Records shown ::

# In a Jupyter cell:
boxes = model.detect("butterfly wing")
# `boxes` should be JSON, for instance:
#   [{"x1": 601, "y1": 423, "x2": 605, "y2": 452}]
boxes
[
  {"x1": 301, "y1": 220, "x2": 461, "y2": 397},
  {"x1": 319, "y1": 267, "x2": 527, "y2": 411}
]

Direction :: Reproduce the material above verbatim, keeping every line unchanged.

Task response ::
# In a Jupyter cell:
boxes = model.detect("butterfly wing")
# `boxes` should be JSON, for instance:
#   [{"x1": 601, "y1": 423, "x2": 605, "y2": 452}]
boxes
[
  {"x1": 301, "y1": 220, "x2": 461, "y2": 397},
  {"x1": 319, "y1": 267, "x2": 527, "y2": 411}
]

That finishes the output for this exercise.